=== INPUT DATA ===

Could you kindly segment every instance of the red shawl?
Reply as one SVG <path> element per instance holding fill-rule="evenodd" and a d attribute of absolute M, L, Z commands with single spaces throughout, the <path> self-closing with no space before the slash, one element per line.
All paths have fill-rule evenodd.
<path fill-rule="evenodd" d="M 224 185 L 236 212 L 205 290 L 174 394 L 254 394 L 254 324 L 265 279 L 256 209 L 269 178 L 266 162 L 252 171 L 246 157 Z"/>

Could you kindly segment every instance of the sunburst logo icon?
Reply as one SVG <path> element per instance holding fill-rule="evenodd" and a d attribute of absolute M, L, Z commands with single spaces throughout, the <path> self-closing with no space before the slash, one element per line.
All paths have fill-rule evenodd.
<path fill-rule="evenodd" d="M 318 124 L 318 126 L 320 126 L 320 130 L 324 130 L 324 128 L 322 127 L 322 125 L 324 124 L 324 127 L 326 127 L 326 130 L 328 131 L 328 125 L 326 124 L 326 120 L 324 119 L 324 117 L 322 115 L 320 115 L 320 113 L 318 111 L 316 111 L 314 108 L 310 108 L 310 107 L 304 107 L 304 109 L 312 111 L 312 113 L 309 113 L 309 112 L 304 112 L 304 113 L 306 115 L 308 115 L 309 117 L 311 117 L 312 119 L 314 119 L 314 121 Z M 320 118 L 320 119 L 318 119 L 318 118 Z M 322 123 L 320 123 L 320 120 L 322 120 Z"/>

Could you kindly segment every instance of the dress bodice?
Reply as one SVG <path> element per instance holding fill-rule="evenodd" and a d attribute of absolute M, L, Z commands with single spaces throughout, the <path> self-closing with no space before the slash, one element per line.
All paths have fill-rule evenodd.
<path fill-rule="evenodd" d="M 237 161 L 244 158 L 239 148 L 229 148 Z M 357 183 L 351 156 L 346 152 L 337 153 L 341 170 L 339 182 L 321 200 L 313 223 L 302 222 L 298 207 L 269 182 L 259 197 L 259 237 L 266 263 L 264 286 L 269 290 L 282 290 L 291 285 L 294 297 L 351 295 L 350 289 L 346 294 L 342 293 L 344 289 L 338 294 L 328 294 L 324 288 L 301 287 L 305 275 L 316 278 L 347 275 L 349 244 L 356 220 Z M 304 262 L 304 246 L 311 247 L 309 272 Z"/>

===

## PROBLEM REQUIREMENTS:
Copy out every record above exactly as written.

## TASK OUTPUT:
Could you kindly segment every instance of the red shawl?
Reply as one SVG <path> element per instance holding fill-rule="evenodd" and a d attribute of absolute M, L, Z commands with single spaces throughout, the <path> self-closing with no space before the slash, one element per line.
All paths have fill-rule evenodd.
<path fill-rule="evenodd" d="M 224 185 L 236 212 L 205 290 L 174 394 L 254 394 L 254 324 L 265 279 L 256 209 L 269 178 L 266 162 L 252 171 L 246 157 Z"/>

Could you kindly segment every instance of the sunburst logo icon?
Reply as one SVG <path> element per instance holding fill-rule="evenodd" and a d attribute of absolute M, L, Z commands with single spaces throughout, the <path> self-closing with no space before the slash, one element per line.
All paths have fill-rule evenodd.
<path fill-rule="evenodd" d="M 318 124 L 318 126 L 320 126 L 320 130 L 324 130 L 324 128 L 322 127 L 322 125 L 324 124 L 324 127 L 326 127 L 326 130 L 328 131 L 328 125 L 326 124 L 326 120 L 324 119 L 324 117 L 322 115 L 320 115 L 320 113 L 318 111 L 316 111 L 314 108 L 310 108 L 310 107 L 304 107 L 304 109 L 312 111 L 312 113 L 309 113 L 309 112 L 304 112 L 304 113 L 306 115 L 308 115 L 309 117 L 311 117 L 312 119 L 314 119 L 314 121 Z M 320 118 L 320 119 L 318 119 L 318 118 Z M 322 123 L 320 123 L 320 120 L 322 120 Z"/>

Could you kindly segment every instance of the dress bodice?
Reply as one SVG <path> element per instance holding fill-rule="evenodd" and a d attribute of absolute M, L, Z commands with single spaces throughout, the <path> self-closing with no space before the slash, one element per line.
All paths have fill-rule evenodd.
<path fill-rule="evenodd" d="M 237 161 L 244 158 L 239 148 L 229 148 Z M 357 183 L 351 156 L 346 152 L 337 153 L 341 170 L 339 182 L 321 200 L 313 223 L 302 222 L 298 207 L 269 182 L 259 197 L 259 237 L 266 263 L 264 286 L 269 290 L 282 290 L 291 285 L 294 297 L 351 295 L 350 289 L 346 294 L 342 293 L 344 289 L 338 294 L 328 294 L 324 288 L 301 287 L 305 275 L 316 278 L 347 275 L 349 244 L 356 220 Z M 304 262 L 304 246 L 311 247 L 309 272 Z"/>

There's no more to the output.